▶ _Required work_
1: Reproduce the part of the AR-15 thread from "McNamara and company" to "sabotaged that way).".
2: Pick up the AR-15 thread after its final sentence and keep writing it.

▶ _Provided passage_

+ + + +

The AR-15 Is More Than a Gun. It’s a Gadget - jonnycoder
http://www.wired.com/dangerroom/2013/02/ar-15/all/

======
hga
A few corrections or comments:

McNamara and company forced the AR-15 on the Army (the Air Force was already
buying them for guarding planes and the like, a much less demanding duty)
because the small arms procurement part of the Army at the time was utterly
corrupt, preferring inferior US designs like the M14 (too much operating stuff
out in the open, otherwise a great improvement on the M1 Garand) and the M60
machine gun (details on request). They biased tests by e.g. replacing screws
holding a rifle together with springs while they had custody of them before
the official tests (or at least I've read that about the trials that selected
the M14, the AR-10, original big brother of the AR-15, was said to be
sabotaged that way).

The NRA never, _ever_ , supported the "assault weapons" ban, with the sole
exception of one off-script or trial balloon radio interview with Carleton
Heston (take your pick, he and other Western actors cut commercials to support
the passage of the Gun Control Act of 1968). This was much noticed in the
community because Clinton's AW ban _was the first piece of Federal anti-gun
legislation that passed without the NRA's approval_ , however grudging.

" _Accustomed to taking down trophy bucks with a hefty .30-caliber round, they
ridiculed the AR-15 as a “mouse gun” and feared that its smaller .223-caliber
bullet would only wound an animal, instead of taking it down with a single,
clean shot._ "

A bit of an exaggeration, higher energy narrower than .30 caliber (7.62 mm)
rounds have long been used to take deer sized animals. Prior to recent
tremendous developments in bullet technology .223 was iffy except for smaller
critters, it was in fact derived from the .222 Remington, a target and varmint
shooting cartridge, at least in the US.

+ + + +

▶ _Listed records_
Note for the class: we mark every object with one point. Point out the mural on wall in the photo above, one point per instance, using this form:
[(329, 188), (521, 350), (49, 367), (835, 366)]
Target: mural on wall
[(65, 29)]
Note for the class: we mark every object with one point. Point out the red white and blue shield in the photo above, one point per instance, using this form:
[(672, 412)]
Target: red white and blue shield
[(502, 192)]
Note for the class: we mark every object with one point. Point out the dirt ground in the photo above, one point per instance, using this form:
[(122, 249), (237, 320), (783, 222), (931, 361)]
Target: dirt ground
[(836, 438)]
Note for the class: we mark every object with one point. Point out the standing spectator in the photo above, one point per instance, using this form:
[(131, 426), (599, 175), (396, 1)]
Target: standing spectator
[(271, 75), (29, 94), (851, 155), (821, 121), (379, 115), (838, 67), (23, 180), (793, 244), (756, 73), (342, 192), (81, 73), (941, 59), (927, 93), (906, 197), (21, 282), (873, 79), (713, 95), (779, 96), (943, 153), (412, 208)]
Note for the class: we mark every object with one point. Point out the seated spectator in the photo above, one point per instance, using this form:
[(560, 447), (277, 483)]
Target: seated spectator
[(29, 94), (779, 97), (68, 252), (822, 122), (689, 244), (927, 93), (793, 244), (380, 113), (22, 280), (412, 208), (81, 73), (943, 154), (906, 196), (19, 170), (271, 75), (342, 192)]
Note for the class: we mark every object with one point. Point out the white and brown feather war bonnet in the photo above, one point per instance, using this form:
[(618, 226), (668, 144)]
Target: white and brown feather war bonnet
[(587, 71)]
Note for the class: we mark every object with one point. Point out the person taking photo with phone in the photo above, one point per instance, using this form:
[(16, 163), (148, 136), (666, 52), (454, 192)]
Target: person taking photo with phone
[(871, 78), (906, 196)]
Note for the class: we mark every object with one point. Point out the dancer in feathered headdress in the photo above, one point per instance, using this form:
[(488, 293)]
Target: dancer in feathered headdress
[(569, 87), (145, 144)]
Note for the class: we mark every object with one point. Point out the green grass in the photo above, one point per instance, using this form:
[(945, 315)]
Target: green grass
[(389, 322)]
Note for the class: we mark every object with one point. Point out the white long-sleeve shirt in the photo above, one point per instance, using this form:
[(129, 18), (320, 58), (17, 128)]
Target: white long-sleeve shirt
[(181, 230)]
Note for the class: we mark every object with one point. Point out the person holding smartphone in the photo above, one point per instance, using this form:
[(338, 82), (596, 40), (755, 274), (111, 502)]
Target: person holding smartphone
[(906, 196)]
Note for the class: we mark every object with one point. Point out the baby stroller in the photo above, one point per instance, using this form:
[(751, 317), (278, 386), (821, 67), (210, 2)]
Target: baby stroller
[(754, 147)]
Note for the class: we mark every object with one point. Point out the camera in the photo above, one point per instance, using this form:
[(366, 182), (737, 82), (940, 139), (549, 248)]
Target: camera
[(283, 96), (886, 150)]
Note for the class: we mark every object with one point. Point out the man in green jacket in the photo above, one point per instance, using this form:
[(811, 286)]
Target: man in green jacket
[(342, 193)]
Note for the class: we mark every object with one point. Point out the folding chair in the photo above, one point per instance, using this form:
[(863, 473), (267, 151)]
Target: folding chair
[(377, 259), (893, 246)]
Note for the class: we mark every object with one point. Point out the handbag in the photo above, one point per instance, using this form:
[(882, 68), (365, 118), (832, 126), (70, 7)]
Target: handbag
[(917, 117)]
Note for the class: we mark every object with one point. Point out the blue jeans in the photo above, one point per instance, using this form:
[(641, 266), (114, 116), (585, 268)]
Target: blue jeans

+ + + +

▶ _Written answers_
1:
McNamara and company forced the AR-15 on the Army (the Air Force was already
buying them for guarding planes and the like, a much less demanding duty)
because the small arms procurement part of the Army at the time was utterly
corrupt, preferring inferior US designs like the M14 (too much operating stuff
out in the open, otherwise a great improvement on the M1 Garand) and the M60
machine gun (details on request). They biased tests by e.g. replacing screws
holding a rifle together with springs while they had custody of them before
the official tests (or at least I've read that about the trials that selected
the M14, the AR-10, original big brother of the AR-15, was said to be
sabotaged that way).

2:
Any correlation with the expiration of the 2004 "assault weapons" ban and the
civilian market's response is bogus. It was sufficiently weak that the only
effect was an increase in the cost of magazines, and since it had been our
issue rifle for a quarter century there were plenty used ones to be had.
Otherwise you could buy one as long as you were willing to forgo e.g. a
bayonet lug.... I think the big event was 9/11, and the feckless domestic
response, e.g. Bush telling us to go out and buy stuff to support the economy.
Many people realized they were on our own, at least in terms of initial
response, and plenty of subsequent events like hurricanes emphasized that.
E.g. there's the saying that "When seconds count, the police are minutes
away". After a hurricane for many it will be more like weeks.

That Hello Kitty rifle is real, there are some very nice modern gun finishes
that come in many different colors, like DuraCoat which was used for that one
and which the article has a photograph of a SHOT Show advertising display for
it.

I can't speak to the author's emphasis of all this coming from the gaming "and
others who had fallen into the post-9/11, SpecOps-inspired 'tactical
lifestyle'" ... but I'll note there wouldn't have been a 1994 "assault
weapons" ban if these weren't already popular guns. I personally know they
were popular in the '70s, and as Cam Edwards put it, " _The AR was designed in
1957 and sold to the public beginning in 1964. Perhaps we should go ahead and
ban that newfangled rock and roll too._ "

Obviously, the "NRA’s dire warnings of an Democratic gun grab should Obama win
the presidency" were accurate, if the timing was a bit off. And Sen. Joe
Manchin is a poser who doesn't know the difference between a magazine and a
clip, unless his shooting experience up to now has been with single shot
rifles and double barreled shotguns.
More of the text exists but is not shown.